───── PASSAGE PROVIDED ─────

In 2001, Glass released his debut stand-up album called Vintage Todd Glass and Other Crap and was also featured on the two–CD set of the Comedy Death-Ray, a compilation album of various stand-up comics performing at the popular Comedy Death-Ray comedy showcase at the Upright Citizens Brigade Theater in Los Angeles. His album Thin Pig, was released on July 7, 2009, on Comedy Central Records.

In August 2011, his podcast The Todd Glass Show debuted on The Nerdist podcasting network. He hosts the show along with a regular lineup of guests and crew, including comedians Rory Scovel (and his wife Jordan) and Blake Wexler, audio engineers Katie Levine, Aristotle "Jet Ski" Acevedo, and musicians Lynn Shore and Joe MacKenzie, who write and perform many of the show's various "jingles" and audio cues. Glass also tours regularly

In January 2018, his comedy special Todd Glass: Act Happy debuted on Netflix.

Glass is the voice of the principal in the HBO Max adult animated series Ten Year Old Tom.

==Personal life==
On April 16, 2010, Glass collapsed backstage at a Los Angeles comedy club Largo after suffering a heart attack. Glass appeared on The Bonnie Hunt Show only nine days later, talking about his recent "brush with death". Glass said he found out he had 100% blockage in his arteries and following an angioplasty, declared that he was doing fine. Glass blamed these health problems on bad genetics. Both parents had a history of heart problems; Todd's father had his first heart attack at age 30 and died of a subsequent heart attack at age 46. On December 20, 2012, Glass talked about his heart attack on the Adam Carolla Show, and said that he had lost 30 pounds since the incident. He had also stopped smoking (he previously maintained a "pack-a-month" habit), and that he had started taking the drug Lipitor to prevent further heart attacks.

Glass came out publicly as gay on January 16, 2012, during an episode of WTF with Marc Maron. The information had previously been known to friends and family, and Glass explained that he was worried about coming out publicly, but the recent string of suicide among LGBT youth motivated him to do so.

==Discography==
===Albums===
- Vintage Todd Glass and Other Crap (2001)
- Thin Pig (2009) Comedy Central Records—Digital Album
- Todd Glass Talks About Stuff (2013)
- Todd Glass: Act Happy (2018)

===Compilation appearances===
- Comedy Death-Ray (2007) Comedy Central Records

==Books==
- The Todd Glass Situation: A Bunch of Lies about My Personal Life and a Bunch of True Stories about My 30-Year Career in Stand-Up Comedy. Simon & Schuster, 2014. ISBN 978-1-4767-1441-7.

───── EXCERPTED RECORDS ─────

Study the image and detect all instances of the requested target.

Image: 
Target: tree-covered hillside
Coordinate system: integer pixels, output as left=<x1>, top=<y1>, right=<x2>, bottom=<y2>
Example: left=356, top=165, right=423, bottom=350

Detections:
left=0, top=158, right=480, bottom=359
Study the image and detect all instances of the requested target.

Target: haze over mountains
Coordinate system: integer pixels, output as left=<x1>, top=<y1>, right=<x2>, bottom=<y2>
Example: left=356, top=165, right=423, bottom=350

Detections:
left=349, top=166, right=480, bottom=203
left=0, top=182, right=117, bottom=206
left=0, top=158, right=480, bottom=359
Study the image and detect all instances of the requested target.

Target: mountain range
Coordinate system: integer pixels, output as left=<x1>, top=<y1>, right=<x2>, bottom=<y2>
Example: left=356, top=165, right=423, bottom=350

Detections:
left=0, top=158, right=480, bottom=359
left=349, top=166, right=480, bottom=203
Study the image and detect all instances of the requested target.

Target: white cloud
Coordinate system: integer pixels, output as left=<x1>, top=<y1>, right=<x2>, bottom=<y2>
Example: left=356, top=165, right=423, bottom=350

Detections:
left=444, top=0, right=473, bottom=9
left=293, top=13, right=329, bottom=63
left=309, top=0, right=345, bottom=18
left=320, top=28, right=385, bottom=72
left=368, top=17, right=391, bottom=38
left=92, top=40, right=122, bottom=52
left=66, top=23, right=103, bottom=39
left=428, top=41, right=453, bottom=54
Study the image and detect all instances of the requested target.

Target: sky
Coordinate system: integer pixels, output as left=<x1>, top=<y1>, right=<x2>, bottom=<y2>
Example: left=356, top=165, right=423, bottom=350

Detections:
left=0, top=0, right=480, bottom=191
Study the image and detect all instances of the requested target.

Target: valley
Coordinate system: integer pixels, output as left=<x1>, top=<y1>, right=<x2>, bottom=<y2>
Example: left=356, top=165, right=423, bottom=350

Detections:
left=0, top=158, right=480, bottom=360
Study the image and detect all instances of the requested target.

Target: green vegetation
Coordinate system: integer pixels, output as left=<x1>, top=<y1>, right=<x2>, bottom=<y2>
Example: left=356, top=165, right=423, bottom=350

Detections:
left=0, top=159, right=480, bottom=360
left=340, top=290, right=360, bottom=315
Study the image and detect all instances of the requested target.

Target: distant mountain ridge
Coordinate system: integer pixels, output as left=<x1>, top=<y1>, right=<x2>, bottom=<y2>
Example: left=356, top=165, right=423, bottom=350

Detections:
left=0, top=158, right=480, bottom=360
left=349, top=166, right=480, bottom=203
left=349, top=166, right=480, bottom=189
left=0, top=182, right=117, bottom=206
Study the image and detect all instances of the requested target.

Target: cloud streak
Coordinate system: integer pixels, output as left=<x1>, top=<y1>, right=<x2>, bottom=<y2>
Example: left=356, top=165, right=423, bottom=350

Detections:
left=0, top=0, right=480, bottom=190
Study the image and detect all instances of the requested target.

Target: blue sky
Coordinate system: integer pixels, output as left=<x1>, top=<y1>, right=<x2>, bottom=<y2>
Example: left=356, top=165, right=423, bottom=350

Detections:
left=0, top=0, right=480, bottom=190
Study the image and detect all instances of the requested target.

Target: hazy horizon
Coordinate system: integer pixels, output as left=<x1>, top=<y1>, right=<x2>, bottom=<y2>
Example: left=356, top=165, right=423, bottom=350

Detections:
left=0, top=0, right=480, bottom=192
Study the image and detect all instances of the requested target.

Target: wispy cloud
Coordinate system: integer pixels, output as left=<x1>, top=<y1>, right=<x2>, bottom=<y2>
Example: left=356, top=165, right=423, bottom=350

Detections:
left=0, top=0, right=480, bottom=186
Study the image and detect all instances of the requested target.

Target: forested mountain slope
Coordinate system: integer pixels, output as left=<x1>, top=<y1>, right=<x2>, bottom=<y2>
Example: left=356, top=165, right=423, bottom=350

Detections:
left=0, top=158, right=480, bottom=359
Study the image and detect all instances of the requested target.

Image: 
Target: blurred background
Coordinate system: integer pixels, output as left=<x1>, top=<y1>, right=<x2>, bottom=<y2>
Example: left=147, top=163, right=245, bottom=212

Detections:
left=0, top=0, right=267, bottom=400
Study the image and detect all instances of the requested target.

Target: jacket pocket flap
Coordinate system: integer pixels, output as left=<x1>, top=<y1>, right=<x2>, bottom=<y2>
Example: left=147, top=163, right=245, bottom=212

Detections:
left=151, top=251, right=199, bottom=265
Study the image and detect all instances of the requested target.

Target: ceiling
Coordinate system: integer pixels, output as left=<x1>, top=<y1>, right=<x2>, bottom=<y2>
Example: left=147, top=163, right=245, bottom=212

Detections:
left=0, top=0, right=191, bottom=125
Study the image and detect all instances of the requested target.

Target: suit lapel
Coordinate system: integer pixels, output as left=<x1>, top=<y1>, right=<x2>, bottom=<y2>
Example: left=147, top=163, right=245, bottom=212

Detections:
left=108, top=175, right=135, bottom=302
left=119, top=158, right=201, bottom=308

─────

- _DIRECTIONS_: According to the text about Todd Glass, on which show did he come out publicly as gay?

- _EXERCISE RESPONSE_: WTF with Marc Maron